- Travail demandé -
1. Que désigne le sigle QE dans l'extrait ?
2. Recopiez le passage de l'extrait qui s'ouvre sur les mots « Il est de moins » et se referme sur « prétexte justifiant l’action. », en substituant « Terre » à « planète ».

- Extrait -
───

Il est de moins en moins de personnes à émettre un doute sur le monde en transformation dans lequel nous vivons, il s’agit de prises de consciences individuelles et collectives, notamment sur les nécessités impératives de préserver la planète ou de répartir les richesses de façon plus équitable ; l’idée d’adopter un fonctionnement qui va dans le sens du bien commun s’oppose aux vieux schémas de pensées dont les conséquences sur l’environnement, l’équité sociale ne sont pas dénuées de violence ; et cette brutalité politique trouve sa justification paradoxale en mettant en action, de plus en plus souvent sans consultation du peuple, contre les principes mêmes d’une démocratie dont le concept n’est plus qu’un faire-valoir, un prétexte justifiant l’action.
Ce vieux monde freine des deux pieds la conscience nouvelle et inévitable, le vieux monde auto-proclamé « réformateur » renverse de cette façon le miroir, présentant ses opposants comme des ringards et des attardés du progrès économique dont lui seul – le vieux monde - détient les clefs.
La croissance, la croissance, la croissance… concept martelé du libéralisme qui consiste à consommer sans fin pour engraisser sans fin le veau d’or ; et puis après ?
Ce qu’il y a de vraiment nouveau, ce ne sont pas les réformes puisqu’elles sont l’action directe d’un mode de pensée qui ne veut rien lâcher des méthodes qui permettent d’amasser, mais c’est la forme avec laquelle ce « blitzkrieg » est lancé ; essayer d’en découdre avec l’intelligence humaine et l’humanisme même - car elle semble être un empêchement au « toujours plus » pour la finance – le réformateur du vieux monde paraît procéder méthodiquement dans une vertigineuse accélération : il décompose la planète à partir du moment où cela nourrit des valeurs égotiques et prédatrices qui n’osent s’affirmer autrement que sous le couvert du « gagner toujours plus pour gagner plus » quelles qu’en soient les conséquences humaines et écologiques.
Dans ce royaume les médiocres et les imposteurs (ce sont parfois les mêmes) ont toute leur place puisque ce monde ne fonde pas ses valeurs intrinsèques sur l’humanité, sur la qualité mais sur la quantité, la capacité à faire du chiffre rapidement, la propension à élaborer des plans pour créer des courbes qui ascensionnent vers un infini illusoire du gain. On a remplacé parfois les méthodes de recrutement des « élites » ; mieux que le QI (dont les principes sont souvent discutables) mais le QE (quotient émotionnel) ; on aurait pu penser ainsi que cela permettait d’évaluer une personne plutôt sur ses capacités humaines (ce qui était l’idée d’origine), empathie, écoute, non, les tests qui s’apparentent à l’analyse du QE évaluent la capacité à gérer le stress pour mener un groupe, quitte à user de manipulation, de mensonge, de stratégies variées et peu fondées sur l’intelligence du coeur.
Notre monde nous a imposé comme une évidence, dès l’école, la notion de rentabilité : une personne qui réussit est une personne qui rentre dans ce processus, d’une façon ou d’une autre, du principe de rentabilité et de compétition.

───

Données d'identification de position
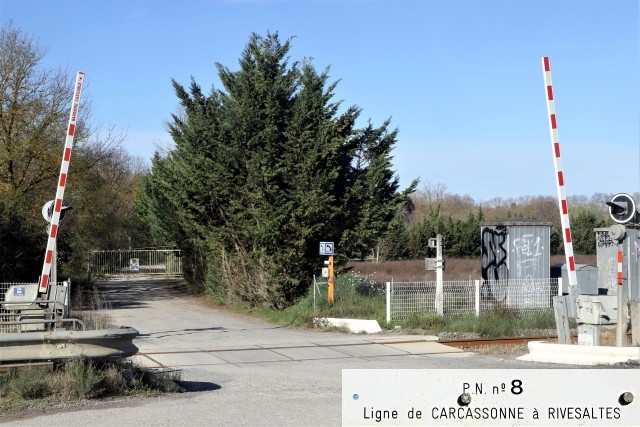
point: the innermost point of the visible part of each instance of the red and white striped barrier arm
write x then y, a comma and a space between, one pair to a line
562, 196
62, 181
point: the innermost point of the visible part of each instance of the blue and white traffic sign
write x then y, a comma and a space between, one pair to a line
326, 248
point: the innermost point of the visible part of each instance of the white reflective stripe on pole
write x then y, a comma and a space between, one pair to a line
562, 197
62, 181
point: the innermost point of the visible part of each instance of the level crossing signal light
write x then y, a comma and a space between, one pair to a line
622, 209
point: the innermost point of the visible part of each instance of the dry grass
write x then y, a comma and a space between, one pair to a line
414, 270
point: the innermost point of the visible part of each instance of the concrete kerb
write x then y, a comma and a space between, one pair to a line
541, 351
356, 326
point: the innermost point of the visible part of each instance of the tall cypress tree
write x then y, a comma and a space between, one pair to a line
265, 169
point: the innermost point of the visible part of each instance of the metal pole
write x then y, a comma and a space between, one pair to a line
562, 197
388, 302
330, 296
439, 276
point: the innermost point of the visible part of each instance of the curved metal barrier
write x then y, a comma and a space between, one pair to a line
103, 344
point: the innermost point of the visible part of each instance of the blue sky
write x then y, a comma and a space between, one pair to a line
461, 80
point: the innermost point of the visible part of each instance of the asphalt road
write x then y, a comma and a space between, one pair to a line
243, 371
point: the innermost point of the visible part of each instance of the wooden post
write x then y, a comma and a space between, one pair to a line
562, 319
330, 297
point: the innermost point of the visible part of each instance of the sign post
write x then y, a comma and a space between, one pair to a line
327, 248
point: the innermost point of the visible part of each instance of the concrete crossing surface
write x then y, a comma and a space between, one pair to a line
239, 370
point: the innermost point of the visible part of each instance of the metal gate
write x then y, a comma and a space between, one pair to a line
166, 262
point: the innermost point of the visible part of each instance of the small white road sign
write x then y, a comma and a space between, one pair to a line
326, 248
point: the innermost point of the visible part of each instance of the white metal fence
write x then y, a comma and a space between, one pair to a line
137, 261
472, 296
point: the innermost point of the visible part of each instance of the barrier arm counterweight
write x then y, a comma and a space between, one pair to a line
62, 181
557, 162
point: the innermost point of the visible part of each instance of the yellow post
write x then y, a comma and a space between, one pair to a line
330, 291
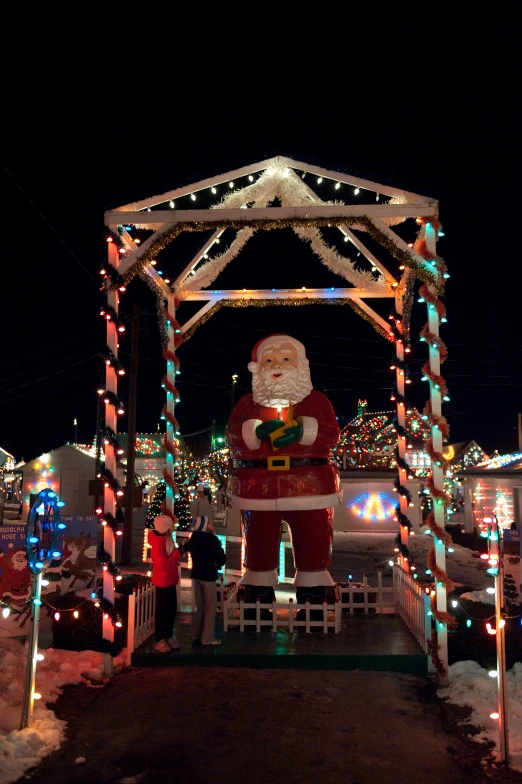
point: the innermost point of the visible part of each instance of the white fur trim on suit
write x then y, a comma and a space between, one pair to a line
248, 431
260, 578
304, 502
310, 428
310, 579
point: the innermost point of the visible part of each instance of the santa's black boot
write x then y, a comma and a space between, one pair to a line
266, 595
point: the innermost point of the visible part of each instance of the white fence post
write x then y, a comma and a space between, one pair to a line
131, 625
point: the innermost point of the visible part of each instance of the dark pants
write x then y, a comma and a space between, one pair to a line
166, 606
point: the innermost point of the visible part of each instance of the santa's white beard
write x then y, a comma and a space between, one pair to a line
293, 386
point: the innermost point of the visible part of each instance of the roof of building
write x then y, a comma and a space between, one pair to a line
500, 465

───

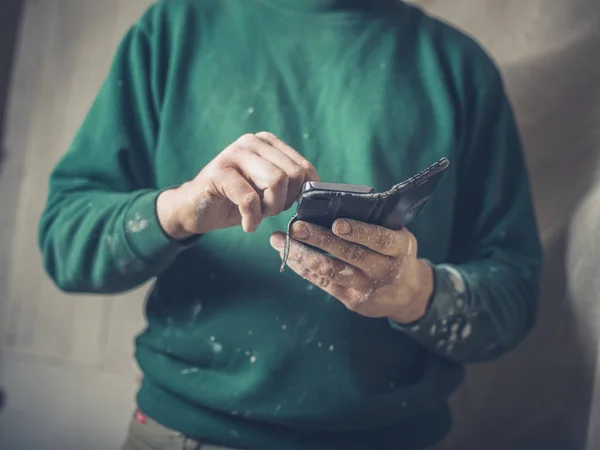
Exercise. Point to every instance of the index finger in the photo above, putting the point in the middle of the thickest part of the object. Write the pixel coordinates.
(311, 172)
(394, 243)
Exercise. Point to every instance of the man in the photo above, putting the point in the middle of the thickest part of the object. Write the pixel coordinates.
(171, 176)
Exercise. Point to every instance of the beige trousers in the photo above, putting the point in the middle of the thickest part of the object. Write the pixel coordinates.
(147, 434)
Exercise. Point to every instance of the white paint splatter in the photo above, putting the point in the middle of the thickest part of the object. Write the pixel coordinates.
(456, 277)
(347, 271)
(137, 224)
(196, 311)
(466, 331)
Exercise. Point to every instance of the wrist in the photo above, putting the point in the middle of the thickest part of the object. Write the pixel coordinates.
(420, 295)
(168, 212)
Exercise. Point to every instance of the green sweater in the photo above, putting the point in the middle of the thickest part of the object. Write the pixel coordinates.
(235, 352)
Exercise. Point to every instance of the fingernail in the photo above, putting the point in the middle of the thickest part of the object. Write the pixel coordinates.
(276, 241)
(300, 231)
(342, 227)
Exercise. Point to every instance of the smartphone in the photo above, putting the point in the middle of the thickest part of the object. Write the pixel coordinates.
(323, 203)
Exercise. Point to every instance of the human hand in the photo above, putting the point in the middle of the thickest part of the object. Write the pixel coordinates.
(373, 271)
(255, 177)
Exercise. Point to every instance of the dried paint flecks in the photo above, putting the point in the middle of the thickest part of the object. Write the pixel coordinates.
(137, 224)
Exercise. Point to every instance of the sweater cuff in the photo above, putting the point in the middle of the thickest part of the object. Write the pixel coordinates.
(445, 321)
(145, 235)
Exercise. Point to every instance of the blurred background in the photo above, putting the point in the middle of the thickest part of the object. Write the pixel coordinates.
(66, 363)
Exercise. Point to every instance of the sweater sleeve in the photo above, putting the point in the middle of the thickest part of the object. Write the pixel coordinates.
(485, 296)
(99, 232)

───

- Réponses aux consignes -
1. Le quotient émotionnel.

2.
Il est de moins en moins de personnes à émettre un doute sur le monde en transformation dans lequel nous vivons, il s’agit de prises de consciences individuelles et collectives, notamment sur les nécessités impératives de préserver la Terre ou de répartir les richesses de façon plus équitable ; l’idée d’adopter un fonctionnement qui va dans le sens du bien commun s’oppose aux vieux schémas de pensées dont les conséquences sur l’environnement, l’équité sociale ne sont pas dénuées de violence ; et cette brutalité politique trouve sa justification paradoxale en mettant en action, de plus en plus souvent sans consultation du peuple, contre les principes mêmes d’une démocratie dont le concept n’est plus qu’un faire-valoir, un prétexte justifiant l’action.